Multiple regression and classification models under consideration 

* sklearn.linear_model.**LinearRegression**(*, fit_intercept=True, copy_X=True, n_jobs=None, positive=False)
* sklearn.linear_model.**LogisticRegression**(*, fit_intercept=True, copy_X=True, n_jobs=None, positive=False)
    * *.predict_proba(X)*
* sklearn.linear_model.**SGDRegressor**(*, fit_intercept=True, copy_X=True, n_jobs=None, positive=False)
    * *.SGDClassifier()*

List full of available and under consideration can be seen at scikitlearn [linear models](https://scikit-learn.org/stable/modules/linear_model.html#)

* No one optimal model. the most appropriate seems .LogisticRegression()
<!-- 
**.LinearRegression()** - Ordinary Least Squares
**.SGDClassifier()** and **.SGDRegressor()** - Stochastic Gradient Descent - SGD
.Ridge() 
.Lasso()
.MultiTaskLasso()
.ElasticNet()
.MultiTaskElasticNet()
.Lars() - Least Angle Regression
.LassoLars()
.OrthogonalMatchingPursuit() and orthogonal_mp()
.BayesianRidge() - Bayesian Regression
.ARDRegression() - Automatic Relevance Determination
Generalized Linear Models
**.LogisticRegression()** + **.predict_proba(X)**
.TweedieRegressor()
.Perceptron()
.PassiveAggressiveClassifier() and .PassiveAggressiveRegressor()
Robustness regression: outliers and modeling errors
.RANSACRegressor()
.TheilSenRegressor() and 
.HuberRegressor()
.QuantileRegressor()
Polynomial regression: extending linear models with basis functions
.PolynomialFeatures() transformer -->


In [None]:
from sklearn.linear_model import LogisticRegression
logreg = LogisticRegression()
logreg.fit(X_train,y_train)

In [None]:
from sklearn.linear_model import LinearRegression
linreg = LinearRegression()
linreg.fit(X_train,y_train)

In [None]:
from sklearn.linear_model import SGDRegressor
SGDreg = SGDRegressor()
SGDreg.fit(X_train,y_train)

### Predictions and Model Evaluation

In [None]:
from sklearn.metrics import classification_report

prediction = logrig.predict(X_test)
print(classification_report(y_test,prediction))

→ **Given exercise**
Copy the scikit-learn excerpt from "logreg.fit(X_train,y_train)" to "SGDreg = SGDRegressor()", changing "linreg" to "ols_model" throughout. Work from the scikit-learn excerpt alone, with no outside sources.

→ **Data supplied**
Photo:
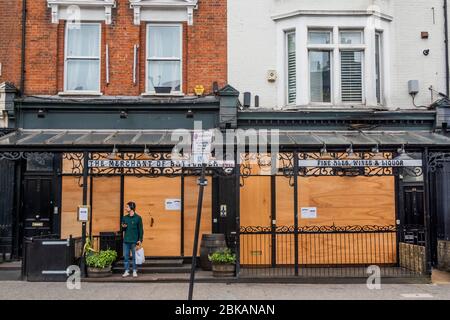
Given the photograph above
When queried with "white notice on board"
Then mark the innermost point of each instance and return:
(173, 204)
(309, 213)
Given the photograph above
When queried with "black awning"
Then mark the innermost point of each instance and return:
(92, 138)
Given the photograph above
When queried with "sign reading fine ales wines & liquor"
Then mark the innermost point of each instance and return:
(359, 163)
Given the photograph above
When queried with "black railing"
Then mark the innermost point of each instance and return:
(108, 240)
(328, 251)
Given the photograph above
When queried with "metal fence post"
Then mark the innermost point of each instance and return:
(296, 212)
(427, 221)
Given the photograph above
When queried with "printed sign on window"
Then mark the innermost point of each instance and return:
(309, 213)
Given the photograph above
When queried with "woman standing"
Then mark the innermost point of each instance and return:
(133, 235)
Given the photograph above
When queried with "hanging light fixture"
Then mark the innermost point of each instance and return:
(377, 154)
(351, 155)
(113, 154)
(324, 154)
(146, 151)
(402, 155)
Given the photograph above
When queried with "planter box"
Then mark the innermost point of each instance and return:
(224, 270)
(99, 273)
(163, 89)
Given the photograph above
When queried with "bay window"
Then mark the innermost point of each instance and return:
(320, 76)
(164, 58)
(291, 68)
(335, 59)
(82, 57)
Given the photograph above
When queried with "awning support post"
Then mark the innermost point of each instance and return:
(296, 211)
(202, 183)
(85, 197)
(427, 222)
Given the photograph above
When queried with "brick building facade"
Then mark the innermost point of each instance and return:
(10, 41)
(204, 49)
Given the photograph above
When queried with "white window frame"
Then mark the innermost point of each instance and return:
(332, 72)
(66, 59)
(148, 59)
(336, 47)
(286, 67)
(380, 35)
(321, 47)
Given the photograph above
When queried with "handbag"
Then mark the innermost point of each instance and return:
(140, 256)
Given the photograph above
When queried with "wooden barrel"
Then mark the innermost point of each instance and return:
(210, 243)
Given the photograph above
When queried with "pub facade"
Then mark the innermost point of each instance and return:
(312, 189)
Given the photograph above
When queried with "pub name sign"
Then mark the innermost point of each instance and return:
(359, 163)
(157, 164)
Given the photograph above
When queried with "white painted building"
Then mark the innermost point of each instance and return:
(337, 54)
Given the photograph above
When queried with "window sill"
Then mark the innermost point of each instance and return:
(79, 93)
(154, 94)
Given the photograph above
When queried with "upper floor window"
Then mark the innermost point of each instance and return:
(82, 57)
(325, 71)
(164, 58)
(291, 68)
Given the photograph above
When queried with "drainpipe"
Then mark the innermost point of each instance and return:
(447, 69)
(24, 32)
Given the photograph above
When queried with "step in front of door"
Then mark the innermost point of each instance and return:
(157, 266)
(160, 263)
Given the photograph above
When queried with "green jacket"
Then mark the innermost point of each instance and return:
(134, 231)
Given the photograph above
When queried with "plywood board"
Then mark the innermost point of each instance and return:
(255, 208)
(340, 201)
(162, 228)
(191, 190)
(72, 197)
(105, 204)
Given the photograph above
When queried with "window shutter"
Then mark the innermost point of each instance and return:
(292, 69)
(351, 76)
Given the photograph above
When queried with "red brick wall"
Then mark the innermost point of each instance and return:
(10, 40)
(204, 50)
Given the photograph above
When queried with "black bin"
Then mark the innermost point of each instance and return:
(47, 259)
(112, 241)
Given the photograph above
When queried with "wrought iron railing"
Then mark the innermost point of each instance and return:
(328, 250)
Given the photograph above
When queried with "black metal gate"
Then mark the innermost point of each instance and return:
(332, 251)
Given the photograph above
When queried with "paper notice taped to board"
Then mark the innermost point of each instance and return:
(173, 204)
(309, 212)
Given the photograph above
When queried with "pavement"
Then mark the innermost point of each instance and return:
(19, 290)
(12, 289)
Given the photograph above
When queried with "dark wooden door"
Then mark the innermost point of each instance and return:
(413, 205)
(38, 204)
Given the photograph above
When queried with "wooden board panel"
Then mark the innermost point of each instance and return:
(284, 202)
(162, 238)
(348, 200)
(105, 204)
(190, 213)
(255, 202)
(72, 197)
(340, 201)
(255, 207)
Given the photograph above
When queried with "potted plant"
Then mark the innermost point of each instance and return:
(160, 89)
(99, 263)
(223, 263)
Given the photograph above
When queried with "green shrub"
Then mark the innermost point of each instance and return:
(223, 257)
(101, 259)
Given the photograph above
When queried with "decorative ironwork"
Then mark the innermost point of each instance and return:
(255, 163)
(5, 131)
(18, 155)
(76, 163)
(436, 159)
(320, 229)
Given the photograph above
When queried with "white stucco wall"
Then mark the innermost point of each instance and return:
(256, 44)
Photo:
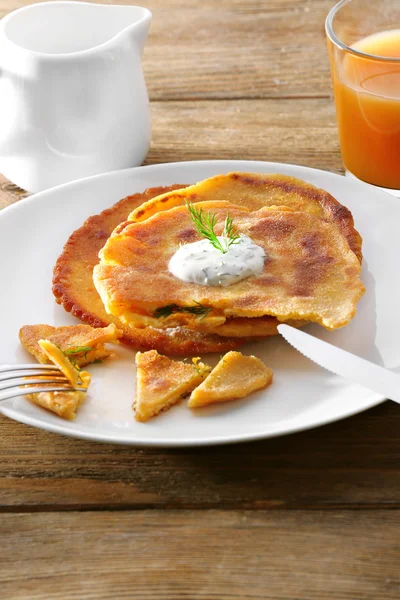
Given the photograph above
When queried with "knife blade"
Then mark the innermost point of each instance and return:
(344, 363)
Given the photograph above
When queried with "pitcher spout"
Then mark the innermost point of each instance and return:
(69, 28)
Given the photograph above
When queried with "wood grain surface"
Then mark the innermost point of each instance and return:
(311, 516)
(207, 555)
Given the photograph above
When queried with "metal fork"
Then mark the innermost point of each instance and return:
(18, 380)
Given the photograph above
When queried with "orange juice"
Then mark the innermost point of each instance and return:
(367, 95)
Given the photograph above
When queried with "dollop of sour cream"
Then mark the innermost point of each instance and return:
(200, 262)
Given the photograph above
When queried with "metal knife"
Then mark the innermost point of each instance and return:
(344, 363)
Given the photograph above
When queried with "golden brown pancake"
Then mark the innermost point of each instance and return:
(310, 272)
(254, 191)
(235, 376)
(64, 404)
(81, 343)
(73, 286)
(162, 382)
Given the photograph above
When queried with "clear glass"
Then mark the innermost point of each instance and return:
(364, 49)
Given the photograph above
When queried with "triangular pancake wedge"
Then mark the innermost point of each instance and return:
(64, 404)
(162, 382)
(83, 344)
(235, 376)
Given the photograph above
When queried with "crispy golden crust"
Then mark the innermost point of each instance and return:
(64, 404)
(73, 285)
(310, 273)
(255, 191)
(235, 376)
(71, 338)
(162, 382)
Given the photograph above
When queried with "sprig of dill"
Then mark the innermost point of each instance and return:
(198, 310)
(205, 224)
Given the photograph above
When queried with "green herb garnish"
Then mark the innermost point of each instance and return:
(73, 354)
(205, 224)
(198, 310)
(83, 350)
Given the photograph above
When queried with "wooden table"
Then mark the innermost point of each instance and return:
(307, 516)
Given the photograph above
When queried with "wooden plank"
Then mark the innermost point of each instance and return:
(301, 131)
(177, 555)
(232, 48)
(354, 463)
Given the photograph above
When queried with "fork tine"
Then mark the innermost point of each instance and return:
(36, 390)
(28, 382)
(44, 374)
(7, 368)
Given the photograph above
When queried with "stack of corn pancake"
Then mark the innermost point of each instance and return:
(114, 269)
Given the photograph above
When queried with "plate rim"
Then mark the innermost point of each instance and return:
(15, 414)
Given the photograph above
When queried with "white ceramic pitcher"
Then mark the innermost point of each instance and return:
(73, 101)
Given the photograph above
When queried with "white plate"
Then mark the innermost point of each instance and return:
(32, 234)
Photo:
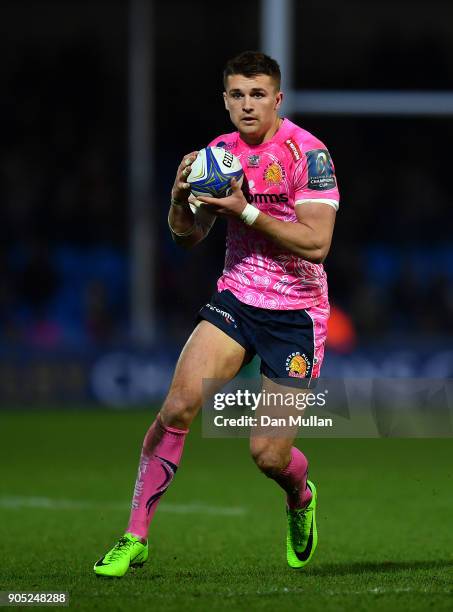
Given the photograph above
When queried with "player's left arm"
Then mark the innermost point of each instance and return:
(309, 237)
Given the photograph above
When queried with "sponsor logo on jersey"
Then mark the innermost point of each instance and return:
(294, 149)
(274, 174)
(321, 174)
(253, 161)
(267, 198)
(297, 365)
(227, 145)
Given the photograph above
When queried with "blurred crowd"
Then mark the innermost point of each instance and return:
(63, 237)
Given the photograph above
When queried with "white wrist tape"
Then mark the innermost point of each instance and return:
(182, 234)
(249, 214)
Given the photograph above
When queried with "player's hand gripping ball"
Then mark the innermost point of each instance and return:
(212, 172)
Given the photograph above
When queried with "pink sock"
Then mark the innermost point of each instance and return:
(293, 479)
(161, 453)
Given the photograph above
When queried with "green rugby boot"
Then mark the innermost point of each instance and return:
(127, 552)
(302, 536)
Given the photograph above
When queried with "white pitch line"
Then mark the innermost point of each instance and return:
(72, 504)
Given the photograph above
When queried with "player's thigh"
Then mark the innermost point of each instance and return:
(271, 442)
(208, 354)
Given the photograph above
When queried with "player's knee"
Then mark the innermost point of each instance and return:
(178, 411)
(269, 461)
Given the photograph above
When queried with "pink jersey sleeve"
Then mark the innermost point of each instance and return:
(314, 174)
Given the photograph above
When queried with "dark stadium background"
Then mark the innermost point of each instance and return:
(64, 250)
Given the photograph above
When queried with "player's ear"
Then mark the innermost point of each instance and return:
(278, 100)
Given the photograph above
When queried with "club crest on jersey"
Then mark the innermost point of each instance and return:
(253, 161)
(297, 365)
(226, 145)
(294, 149)
(274, 174)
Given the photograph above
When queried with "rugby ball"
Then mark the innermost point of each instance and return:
(212, 171)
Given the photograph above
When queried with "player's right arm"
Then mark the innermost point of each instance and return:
(188, 224)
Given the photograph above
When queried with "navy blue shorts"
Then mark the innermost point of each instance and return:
(283, 339)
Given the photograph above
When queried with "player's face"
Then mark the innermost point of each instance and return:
(253, 105)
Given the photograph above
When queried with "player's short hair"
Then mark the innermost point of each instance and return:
(250, 64)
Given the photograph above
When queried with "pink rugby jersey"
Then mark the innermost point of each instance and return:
(291, 168)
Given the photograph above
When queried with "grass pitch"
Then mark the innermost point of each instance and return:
(218, 538)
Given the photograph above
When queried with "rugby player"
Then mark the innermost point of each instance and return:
(271, 298)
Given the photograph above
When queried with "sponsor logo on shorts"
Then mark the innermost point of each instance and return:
(226, 145)
(298, 365)
(226, 315)
(274, 174)
(294, 149)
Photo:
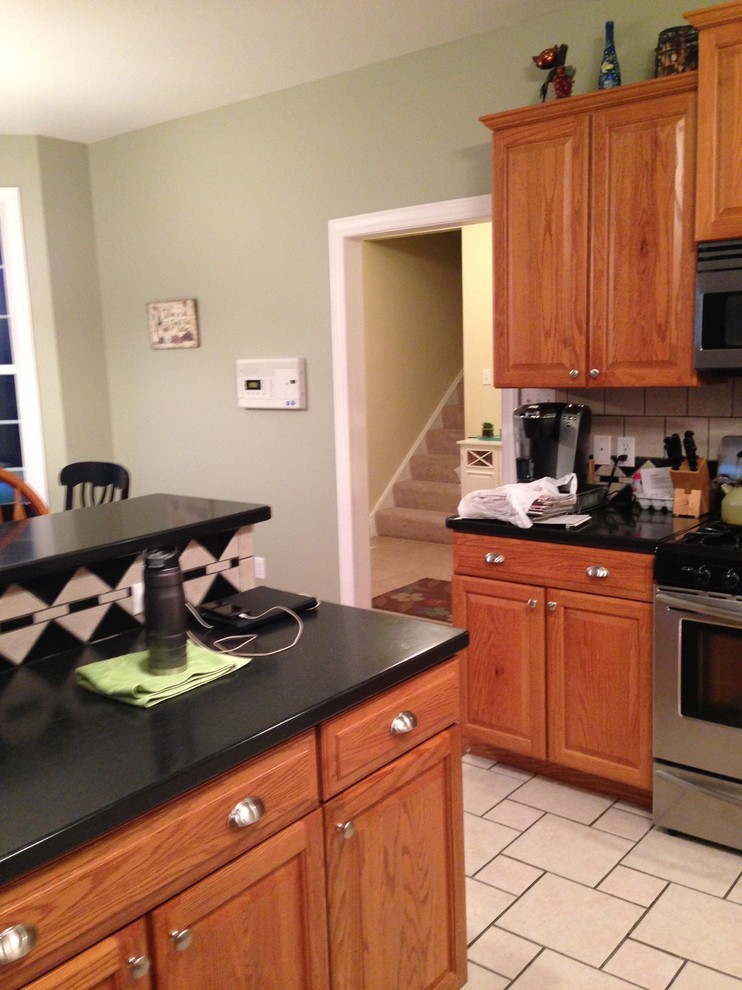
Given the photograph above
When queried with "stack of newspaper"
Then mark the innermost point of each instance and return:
(546, 506)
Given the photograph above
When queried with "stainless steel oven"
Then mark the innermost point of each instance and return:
(697, 744)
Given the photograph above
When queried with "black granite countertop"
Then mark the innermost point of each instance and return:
(74, 765)
(80, 536)
(612, 527)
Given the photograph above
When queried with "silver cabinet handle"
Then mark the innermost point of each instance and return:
(597, 570)
(138, 966)
(246, 813)
(16, 942)
(181, 940)
(404, 722)
(346, 829)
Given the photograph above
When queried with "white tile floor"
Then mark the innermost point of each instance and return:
(569, 890)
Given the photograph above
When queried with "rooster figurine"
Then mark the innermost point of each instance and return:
(561, 75)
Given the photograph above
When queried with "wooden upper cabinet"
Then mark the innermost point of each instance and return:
(593, 250)
(540, 251)
(719, 193)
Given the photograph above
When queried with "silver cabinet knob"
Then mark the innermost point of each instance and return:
(181, 940)
(246, 813)
(404, 722)
(346, 829)
(138, 966)
(16, 942)
(597, 570)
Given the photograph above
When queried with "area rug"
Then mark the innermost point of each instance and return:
(427, 598)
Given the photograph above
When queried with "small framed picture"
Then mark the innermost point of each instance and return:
(173, 324)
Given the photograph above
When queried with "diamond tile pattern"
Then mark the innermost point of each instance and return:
(575, 891)
(68, 607)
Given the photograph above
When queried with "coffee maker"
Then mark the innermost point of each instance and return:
(551, 440)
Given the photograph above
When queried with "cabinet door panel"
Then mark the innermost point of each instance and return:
(103, 967)
(643, 252)
(256, 924)
(599, 686)
(395, 886)
(719, 203)
(540, 244)
(504, 664)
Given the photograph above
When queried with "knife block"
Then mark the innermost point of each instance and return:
(692, 490)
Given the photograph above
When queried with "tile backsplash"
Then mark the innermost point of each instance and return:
(711, 410)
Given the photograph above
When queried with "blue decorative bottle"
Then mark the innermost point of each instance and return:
(610, 71)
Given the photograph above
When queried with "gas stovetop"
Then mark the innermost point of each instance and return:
(708, 556)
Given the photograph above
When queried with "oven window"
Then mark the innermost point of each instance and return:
(722, 320)
(711, 673)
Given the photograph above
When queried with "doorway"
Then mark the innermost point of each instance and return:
(346, 238)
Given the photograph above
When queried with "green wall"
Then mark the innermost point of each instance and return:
(231, 207)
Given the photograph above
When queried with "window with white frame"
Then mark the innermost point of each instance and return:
(21, 439)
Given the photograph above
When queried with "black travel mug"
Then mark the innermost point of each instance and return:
(164, 611)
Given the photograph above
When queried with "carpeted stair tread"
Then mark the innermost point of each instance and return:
(435, 467)
(414, 524)
(437, 495)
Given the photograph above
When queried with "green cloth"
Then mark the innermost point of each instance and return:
(127, 678)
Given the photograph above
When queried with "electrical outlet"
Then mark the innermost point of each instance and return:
(137, 598)
(625, 445)
(602, 448)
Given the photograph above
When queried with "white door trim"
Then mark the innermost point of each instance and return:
(346, 238)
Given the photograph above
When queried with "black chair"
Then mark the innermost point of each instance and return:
(93, 483)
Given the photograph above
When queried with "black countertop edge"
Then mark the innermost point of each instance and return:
(41, 852)
(42, 544)
(624, 528)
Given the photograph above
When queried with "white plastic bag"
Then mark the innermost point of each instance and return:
(511, 503)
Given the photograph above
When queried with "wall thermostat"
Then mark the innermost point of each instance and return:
(271, 384)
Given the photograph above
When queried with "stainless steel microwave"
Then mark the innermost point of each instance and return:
(718, 335)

→ **Solution**
logreg.fit(X_train,y_train)

In [None]:
from sklearn.linear_model import LinearRegression
ols_model = LinearRegression()
ols_model.fit(X_train,y_train)

In [None]:
from sklearn.linear_model import SGDRegressor
SGDreg = SGDRegressor()